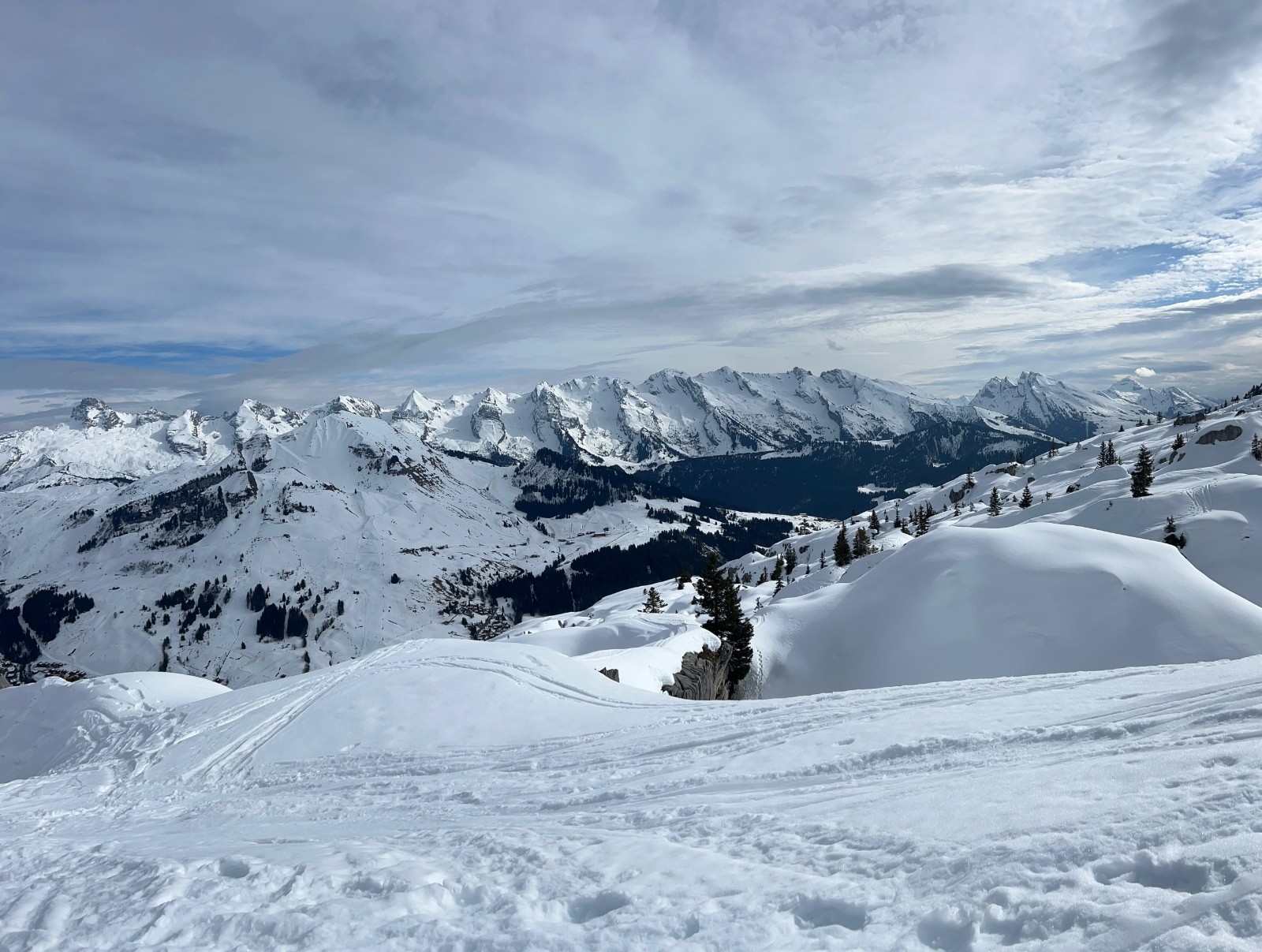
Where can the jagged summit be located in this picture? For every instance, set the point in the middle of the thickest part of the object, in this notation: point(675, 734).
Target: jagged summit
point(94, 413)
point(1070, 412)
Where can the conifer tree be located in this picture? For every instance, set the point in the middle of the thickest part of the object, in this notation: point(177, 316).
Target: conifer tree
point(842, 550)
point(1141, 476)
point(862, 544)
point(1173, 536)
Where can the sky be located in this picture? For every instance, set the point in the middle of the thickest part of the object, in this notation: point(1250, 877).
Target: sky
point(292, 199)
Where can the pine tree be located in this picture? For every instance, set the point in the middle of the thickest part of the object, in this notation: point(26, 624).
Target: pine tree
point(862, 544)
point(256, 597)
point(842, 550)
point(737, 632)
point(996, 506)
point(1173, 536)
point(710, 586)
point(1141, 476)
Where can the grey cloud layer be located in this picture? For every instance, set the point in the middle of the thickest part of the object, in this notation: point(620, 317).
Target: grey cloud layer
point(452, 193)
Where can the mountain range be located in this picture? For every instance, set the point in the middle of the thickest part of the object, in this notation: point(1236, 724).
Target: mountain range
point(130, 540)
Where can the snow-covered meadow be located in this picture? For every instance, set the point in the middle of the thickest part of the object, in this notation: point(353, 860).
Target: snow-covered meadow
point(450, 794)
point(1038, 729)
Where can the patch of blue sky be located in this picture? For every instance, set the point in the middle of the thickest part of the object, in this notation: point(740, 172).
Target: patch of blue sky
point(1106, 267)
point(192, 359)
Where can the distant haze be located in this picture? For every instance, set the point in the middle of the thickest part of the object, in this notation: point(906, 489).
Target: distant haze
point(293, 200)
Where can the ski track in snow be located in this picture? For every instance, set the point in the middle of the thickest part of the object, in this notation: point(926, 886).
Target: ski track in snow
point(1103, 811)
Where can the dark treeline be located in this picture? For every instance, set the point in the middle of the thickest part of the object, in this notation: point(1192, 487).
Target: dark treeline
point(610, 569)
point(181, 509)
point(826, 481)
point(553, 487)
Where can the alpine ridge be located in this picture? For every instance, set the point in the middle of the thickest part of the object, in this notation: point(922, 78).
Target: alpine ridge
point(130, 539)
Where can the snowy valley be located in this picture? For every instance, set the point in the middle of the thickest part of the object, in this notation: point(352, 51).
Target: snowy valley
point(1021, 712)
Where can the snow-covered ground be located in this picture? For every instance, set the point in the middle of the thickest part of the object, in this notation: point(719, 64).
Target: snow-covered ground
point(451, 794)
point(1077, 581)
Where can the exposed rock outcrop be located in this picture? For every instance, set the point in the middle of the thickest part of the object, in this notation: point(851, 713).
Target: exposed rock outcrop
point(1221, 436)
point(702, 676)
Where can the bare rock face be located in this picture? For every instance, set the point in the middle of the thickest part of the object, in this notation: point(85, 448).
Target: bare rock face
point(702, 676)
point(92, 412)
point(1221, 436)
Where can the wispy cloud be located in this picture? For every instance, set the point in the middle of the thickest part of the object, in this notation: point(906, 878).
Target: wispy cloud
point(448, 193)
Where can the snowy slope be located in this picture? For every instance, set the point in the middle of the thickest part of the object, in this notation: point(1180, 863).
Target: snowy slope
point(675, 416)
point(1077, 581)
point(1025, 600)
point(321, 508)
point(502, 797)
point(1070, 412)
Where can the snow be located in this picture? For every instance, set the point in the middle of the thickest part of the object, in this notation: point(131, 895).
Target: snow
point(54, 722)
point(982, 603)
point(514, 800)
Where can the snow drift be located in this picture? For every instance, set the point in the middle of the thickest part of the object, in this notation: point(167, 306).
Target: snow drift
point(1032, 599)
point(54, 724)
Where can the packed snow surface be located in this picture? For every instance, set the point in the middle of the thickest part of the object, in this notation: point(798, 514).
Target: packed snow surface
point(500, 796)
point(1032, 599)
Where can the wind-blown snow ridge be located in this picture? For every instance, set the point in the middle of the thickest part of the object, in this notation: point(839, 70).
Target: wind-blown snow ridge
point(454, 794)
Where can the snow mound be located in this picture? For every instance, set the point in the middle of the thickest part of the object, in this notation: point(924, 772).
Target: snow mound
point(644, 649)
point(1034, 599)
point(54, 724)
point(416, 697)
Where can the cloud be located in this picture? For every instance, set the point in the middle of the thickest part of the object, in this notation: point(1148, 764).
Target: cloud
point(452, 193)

#### [INSTRUCTIONS FOR THE TASK]
Give back the whole of the material exactly, with the pictures removed.

#### [FINAL ANSWER]
Where can the jagged summit be located in this picture? For every instance, set the point in the middle of the thickest part of the object, in this notation: point(675, 734).
Target: jagged summit
point(94, 413)
point(1070, 412)
Where can the conifer tree be located in this picture? For every instance, set the point in the middle of the thickest part of the object, in this notation: point(177, 316).
Target: conifer tree
point(842, 550)
point(1141, 476)
point(862, 544)
point(1173, 536)
Where can the sky be located in this picture? For every instance, set the point in the middle of the thickest part of the object, in this notation: point(1250, 877).
Target: sky
point(292, 199)
Where can the pine tree be located in this picture? For every instance, set the point in the middle of the thickest part of the object, in this notation: point(26, 624).
Target: pine tree
point(862, 544)
point(256, 597)
point(842, 550)
point(737, 632)
point(996, 506)
point(1173, 536)
point(710, 586)
point(1141, 476)
Where can the grey cloud layer be located in this picture? For every instance, set the point in the middle of the thickest part of the object, in this notation: point(620, 317).
Target: grey cloud layer
point(452, 193)
Where can the mountain range be located in this picture? For every instance, set the point in the middle of the thickest part of the object, in this notation: point(1236, 724).
Target: mountain range
point(130, 540)
Where can the snow-covered meadow be located in this picture? For every instance, set the point in the middle of the thickest part of the object, in this notation: point(353, 860).
Target: snow-covered meadow
point(450, 794)
point(1038, 729)
Where can the patch of blue sky be located in this picture? For every instance, set the point in the middle of the thickest part of the object, in this notation: point(740, 172).
Target: patch of blue sky
point(1106, 267)
point(192, 359)
Where can the distant haze be located in this picture? For every instance, set the point in the middle of the thickest part of the object, in this notation: point(906, 489).
Target: distant haze
point(293, 200)
Where can the ski track in snow be located in this picture? For every instance, set the point in the middle of the thickest part of the object, in this notation: point(926, 886).
Target: ski track in snow
point(1103, 811)
Where can the dark treeline be located in this picture? For every instance, set the point in the middle of the thickest part of the object, in this notation: point(1192, 487).
Target: dark treeline
point(610, 569)
point(181, 509)
point(826, 481)
point(553, 487)
Where can the alpine ridge be located in this picture? For every instance, set the point in the middle of the thickest part of the object, in this notation: point(922, 78).
Target: alpine ridge
point(130, 539)
Where can the snowy valley be located in this picture? For every instance, set the point in the middle of the thickest part of the object, in this notation: point(352, 51).
Target: snowy valley
point(1021, 712)
Where can the snow-covered ground be located in this picture? For every instance, set the point in the middle of the thickest part of the object, in this notation: point(719, 64).
Target: snow-covered ground
point(451, 794)
point(1077, 581)
Where can the exposed rock outcrop be located in this picture? For every instance, set the point in the middle of the thickest part of the object, in this notation: point(851, 713).
Target: exposed rock outcrop
point(1221, 436)
point(702, 676)
Where can the bare rock face be located in this picture? For every instance, set the point in the middle of the thickest part of the object, in this notation: point(85, 448).
Target: bare rock face
point(702, 676)
point(92, 412)
point(1221, 436)
Where can the wispy cloud be located in this picture? For every instance, set the point in the middle of the thickest part of the object, in this notation: point(906, 878).
Target: wispy cloud
point(448, 193)
Where can the snowy slope be located in this picture? For every instance, set the point in the middle of the thickest part of the object, in this notation: point(1180, 863).
Target: snowy slope
point(675, 416)
point(1077, 581)
point(1025, 600)
point(321, 508)
point(502, 797)
point(1070, 412)
Where can the snow be located in this picture? For every instance, set the point in the middle of the thickest part of the object, in this notation: point(131, 895).
Target: snow
point(54, 722)
point(982, 603)
point(514, 800)
Where can the snow drift be located in this picture? For every instance, set the point in the middle of the thickest part of the object, in this notation: point(167, 306).
Target: snow drift
point(1032, 599)
point(54, 724)
Where can the packed snow surface be located in this picture? For every instance, set the point in the middle of the thickest part of the object, in this notation: point(798, 514).
Target: packed snow surface
point(500, 796)
point(1032, 599)
Where can the wind-blown snow ridge be located in this picture? For every instance, set the point in the middle of the thickest part of the object, in this notation: point(839, 70).
Target: wind-blown snow ridge
point(454, 794)
Where can the snow mound be located in this picture? For every instance, set the point in the middle of the thickest part of the object, in this notation: point(924, 772).
Target: snow mound
point(644, 649)
point(1034, 599)
point(54, 724)
point(416, 697)
Where can the cloud be located in this picture? For every instance, set the point in the middle of the thickest part of the object, in this notation: point(1148, 764).
Target: cloud
point(452, 193)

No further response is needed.